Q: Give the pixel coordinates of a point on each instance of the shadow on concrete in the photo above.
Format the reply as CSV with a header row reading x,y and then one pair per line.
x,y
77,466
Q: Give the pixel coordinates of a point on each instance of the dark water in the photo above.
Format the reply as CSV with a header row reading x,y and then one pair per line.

Your goal>
All entries should be given again precisely as they appear above.

Problem solution>
Q: Give the pixel coordinates of a point on each instance of the shadow on concrete in the photo above.
Format the reply as CSV with a header row reading x,y and then one pair per line.
x,y
77,466
Q: Give the pixel coordinates of a point on each instance of the dark water in the photo above.
Format the reply as CSV with a header row reading x,y and then one pair per line.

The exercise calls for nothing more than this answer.